Supplied information START

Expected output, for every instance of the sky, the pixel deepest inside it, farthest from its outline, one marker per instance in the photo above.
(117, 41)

Supplied information END
Supplied information START

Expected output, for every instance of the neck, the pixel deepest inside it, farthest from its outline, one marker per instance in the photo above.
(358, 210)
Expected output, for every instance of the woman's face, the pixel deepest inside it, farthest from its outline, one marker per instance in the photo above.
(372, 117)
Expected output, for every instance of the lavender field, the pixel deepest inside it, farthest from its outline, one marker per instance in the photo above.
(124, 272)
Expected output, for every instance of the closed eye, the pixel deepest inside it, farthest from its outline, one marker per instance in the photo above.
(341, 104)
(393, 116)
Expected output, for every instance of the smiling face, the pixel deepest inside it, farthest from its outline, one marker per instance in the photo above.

Supplied information END
Supplied information START

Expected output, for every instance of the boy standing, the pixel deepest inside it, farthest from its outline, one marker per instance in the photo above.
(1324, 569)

Supplied information END

**Activity:**
Please give again the lines above between the line holding "Expected output, for every instance of the neck, the" and the line holding "Expected output, for every instance of the smiling", inclusive, exactly as they are and with nothing added.

**Result:**
Expected output, for every instance of the neck, the pixel deepest inside it, farthest from its outline, one marker per instance in the photo above.
(358, 210)
Expected output, for every instance of the woman's face, the pixel deepest inside it, farthest from its outline, one marker per instance in the photo above.
(372, 117)
Expected output, for every instance of the lavender field, the pixel deepest inside it, farthest from its outline, one marker per instance in the photo above.
(124, 272)
Expected output, for every instance of the closed eye, the pixel deepest inside it, farthest from its outline, one marker per instance in the photo above.
(341, 104)
(393, 116)
Expected output, for every instance of the smiling face, the pixel deepest inside it, farthest from its outline, one marker per instance in the photo above.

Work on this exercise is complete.